Extract section start

Fed Hits the Gas on Tapering
At the conclusion of its meeting today, the Fed announced it will be doubling its tapering pace to $30B/month starting in January, circling a completion date of mid-March for QE. The Fed had left itself an opening to adjust its pace at the November meeting and Powell and crew took advantage by hitting the gas here.
When asked why the Fed doesn’t just abolish its asset purchasing in one go. He responded saying the Fed chooses to take a “methodical approach” in its strategy as “markets are sensitive” to such changes (i.e. Taper Tantrum).
In fact, the Fed doesn’t see the act of tapering to be nearly as important as giving markets a heads up on tapering. “When we communicate what we’re going to do, markets move immediately… financial conditions change on the expectation of things happening,” a not-so-subtle acknowledgment of the Fed’s forward guidance power.

Extract section end
Supplied entries section start

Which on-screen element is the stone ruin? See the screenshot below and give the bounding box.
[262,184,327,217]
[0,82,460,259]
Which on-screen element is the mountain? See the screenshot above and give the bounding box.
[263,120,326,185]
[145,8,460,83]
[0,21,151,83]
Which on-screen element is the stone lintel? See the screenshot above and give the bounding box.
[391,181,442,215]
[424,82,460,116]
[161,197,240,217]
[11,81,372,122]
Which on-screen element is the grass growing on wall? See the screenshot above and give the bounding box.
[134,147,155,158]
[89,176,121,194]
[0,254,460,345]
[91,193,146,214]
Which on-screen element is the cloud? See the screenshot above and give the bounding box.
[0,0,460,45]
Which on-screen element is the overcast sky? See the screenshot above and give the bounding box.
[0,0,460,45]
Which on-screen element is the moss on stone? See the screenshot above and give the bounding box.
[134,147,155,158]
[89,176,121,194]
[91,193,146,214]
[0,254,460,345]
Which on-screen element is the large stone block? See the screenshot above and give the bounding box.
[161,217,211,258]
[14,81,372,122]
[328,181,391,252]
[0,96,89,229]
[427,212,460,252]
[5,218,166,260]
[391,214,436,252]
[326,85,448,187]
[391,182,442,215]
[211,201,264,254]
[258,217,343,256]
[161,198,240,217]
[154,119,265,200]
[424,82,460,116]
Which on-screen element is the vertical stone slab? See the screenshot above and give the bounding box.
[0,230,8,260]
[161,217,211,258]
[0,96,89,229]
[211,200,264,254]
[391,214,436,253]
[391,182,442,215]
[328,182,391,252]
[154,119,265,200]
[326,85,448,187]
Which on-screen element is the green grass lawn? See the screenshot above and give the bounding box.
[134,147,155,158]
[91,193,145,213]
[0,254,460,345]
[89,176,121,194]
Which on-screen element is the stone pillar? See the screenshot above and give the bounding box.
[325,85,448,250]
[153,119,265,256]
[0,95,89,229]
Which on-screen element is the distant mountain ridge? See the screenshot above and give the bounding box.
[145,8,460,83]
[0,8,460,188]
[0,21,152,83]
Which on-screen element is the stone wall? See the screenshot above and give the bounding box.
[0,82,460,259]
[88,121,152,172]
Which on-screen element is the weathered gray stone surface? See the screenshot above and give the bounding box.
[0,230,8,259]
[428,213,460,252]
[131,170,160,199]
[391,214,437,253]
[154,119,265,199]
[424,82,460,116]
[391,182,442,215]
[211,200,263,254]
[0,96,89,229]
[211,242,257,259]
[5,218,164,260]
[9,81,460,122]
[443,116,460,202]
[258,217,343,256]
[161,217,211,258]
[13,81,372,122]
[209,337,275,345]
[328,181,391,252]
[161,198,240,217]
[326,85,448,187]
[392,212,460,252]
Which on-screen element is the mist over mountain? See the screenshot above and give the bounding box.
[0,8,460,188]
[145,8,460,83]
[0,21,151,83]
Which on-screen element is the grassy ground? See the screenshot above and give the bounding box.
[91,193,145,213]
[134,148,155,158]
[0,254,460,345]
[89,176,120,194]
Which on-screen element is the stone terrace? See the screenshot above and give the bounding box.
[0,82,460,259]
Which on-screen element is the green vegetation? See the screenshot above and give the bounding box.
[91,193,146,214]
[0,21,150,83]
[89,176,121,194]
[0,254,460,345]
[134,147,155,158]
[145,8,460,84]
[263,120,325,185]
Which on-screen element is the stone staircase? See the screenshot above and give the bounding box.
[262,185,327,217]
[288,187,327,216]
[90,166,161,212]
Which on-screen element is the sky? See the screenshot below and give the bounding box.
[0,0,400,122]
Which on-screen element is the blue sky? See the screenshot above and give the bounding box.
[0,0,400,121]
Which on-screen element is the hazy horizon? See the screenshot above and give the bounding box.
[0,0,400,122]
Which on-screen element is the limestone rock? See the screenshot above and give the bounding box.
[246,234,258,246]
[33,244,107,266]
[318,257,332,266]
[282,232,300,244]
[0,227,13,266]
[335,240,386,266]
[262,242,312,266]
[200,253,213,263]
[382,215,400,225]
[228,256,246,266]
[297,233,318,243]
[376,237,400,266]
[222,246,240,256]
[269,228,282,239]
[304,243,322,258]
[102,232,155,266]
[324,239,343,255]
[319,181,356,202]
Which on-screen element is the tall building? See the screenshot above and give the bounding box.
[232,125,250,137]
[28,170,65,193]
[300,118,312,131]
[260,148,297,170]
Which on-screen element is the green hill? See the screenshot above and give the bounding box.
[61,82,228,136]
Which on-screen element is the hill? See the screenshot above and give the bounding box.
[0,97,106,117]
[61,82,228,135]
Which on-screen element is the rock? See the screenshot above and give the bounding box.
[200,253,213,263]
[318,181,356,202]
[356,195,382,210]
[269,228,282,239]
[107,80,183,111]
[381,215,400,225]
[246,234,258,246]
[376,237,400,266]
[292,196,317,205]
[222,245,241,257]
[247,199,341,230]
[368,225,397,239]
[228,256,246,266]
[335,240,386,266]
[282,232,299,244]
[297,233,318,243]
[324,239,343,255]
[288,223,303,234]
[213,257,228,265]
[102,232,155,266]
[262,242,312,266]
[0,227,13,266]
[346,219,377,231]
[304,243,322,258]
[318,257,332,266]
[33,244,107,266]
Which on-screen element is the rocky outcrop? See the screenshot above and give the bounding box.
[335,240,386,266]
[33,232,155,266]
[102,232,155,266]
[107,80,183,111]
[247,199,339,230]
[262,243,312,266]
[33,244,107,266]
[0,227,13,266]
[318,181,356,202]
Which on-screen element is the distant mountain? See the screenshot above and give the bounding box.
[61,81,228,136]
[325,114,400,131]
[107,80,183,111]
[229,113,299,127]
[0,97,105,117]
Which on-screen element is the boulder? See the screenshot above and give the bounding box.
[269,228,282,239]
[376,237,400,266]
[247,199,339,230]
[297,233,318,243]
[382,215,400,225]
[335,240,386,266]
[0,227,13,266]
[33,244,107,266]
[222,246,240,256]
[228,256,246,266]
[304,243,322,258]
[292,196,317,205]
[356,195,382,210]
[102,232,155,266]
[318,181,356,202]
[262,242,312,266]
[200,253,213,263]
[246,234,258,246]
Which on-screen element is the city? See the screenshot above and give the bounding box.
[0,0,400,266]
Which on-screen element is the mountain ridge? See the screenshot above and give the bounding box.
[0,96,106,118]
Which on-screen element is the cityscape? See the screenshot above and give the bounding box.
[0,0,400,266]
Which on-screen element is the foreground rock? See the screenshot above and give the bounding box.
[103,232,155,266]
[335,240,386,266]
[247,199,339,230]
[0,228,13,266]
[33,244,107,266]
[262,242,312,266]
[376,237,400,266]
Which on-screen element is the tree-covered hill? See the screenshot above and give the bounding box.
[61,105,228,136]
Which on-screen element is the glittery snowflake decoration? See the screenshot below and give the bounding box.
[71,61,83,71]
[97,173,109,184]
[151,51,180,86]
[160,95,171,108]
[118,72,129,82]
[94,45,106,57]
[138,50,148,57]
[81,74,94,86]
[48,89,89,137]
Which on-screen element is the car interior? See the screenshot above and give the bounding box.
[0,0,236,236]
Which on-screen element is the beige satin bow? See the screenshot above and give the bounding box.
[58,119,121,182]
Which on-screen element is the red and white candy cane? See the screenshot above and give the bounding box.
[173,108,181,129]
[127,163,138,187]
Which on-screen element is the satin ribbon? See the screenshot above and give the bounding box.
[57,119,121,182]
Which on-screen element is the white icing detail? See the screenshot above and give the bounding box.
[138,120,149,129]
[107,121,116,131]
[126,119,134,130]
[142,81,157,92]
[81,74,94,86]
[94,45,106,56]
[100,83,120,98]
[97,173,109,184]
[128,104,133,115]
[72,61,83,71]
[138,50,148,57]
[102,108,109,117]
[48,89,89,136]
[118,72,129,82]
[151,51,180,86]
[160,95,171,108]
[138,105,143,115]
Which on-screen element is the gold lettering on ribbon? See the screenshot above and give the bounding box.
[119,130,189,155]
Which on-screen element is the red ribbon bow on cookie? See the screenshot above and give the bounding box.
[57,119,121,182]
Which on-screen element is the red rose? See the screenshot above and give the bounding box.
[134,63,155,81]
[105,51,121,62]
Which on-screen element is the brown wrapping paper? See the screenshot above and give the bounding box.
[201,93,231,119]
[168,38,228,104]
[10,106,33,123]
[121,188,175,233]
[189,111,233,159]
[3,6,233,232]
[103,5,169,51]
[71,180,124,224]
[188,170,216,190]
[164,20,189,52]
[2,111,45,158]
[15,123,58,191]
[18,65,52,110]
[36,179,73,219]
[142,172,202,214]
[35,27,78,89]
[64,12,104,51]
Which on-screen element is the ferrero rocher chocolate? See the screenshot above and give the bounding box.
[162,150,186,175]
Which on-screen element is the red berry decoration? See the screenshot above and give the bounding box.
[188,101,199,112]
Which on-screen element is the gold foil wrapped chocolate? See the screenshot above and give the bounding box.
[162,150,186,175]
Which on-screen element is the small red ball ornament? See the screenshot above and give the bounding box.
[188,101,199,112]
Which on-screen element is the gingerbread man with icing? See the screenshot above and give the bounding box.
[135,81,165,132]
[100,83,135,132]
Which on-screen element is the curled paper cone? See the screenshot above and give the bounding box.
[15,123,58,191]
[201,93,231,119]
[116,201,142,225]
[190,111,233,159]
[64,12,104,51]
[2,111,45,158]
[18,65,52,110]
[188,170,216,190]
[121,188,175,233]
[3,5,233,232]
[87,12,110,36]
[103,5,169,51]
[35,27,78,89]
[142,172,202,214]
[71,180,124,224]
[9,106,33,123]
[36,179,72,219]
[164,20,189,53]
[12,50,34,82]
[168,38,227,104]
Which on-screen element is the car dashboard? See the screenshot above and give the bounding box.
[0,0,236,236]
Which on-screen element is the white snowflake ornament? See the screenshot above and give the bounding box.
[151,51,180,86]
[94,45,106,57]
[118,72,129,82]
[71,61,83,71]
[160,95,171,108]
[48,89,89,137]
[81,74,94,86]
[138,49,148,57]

Supplied entries section end

**Work to be completed**
Please quote the part of the Fed tapering text that begins at the words "In fact, the" and stops after "forward guidance power.". The records have no connection to the text about the Fed's tapering announcement.

**Answer**
In fact, the Fed doesn’t see the act of tapering to be nearly as important as giving markets a heads up on tapering. “When we communicate what we’re going to do, markets move immediately… financial conditions change on the expectation of things happening,” a not-so-subtle acknowledgment of the Fed’s forward guidance power.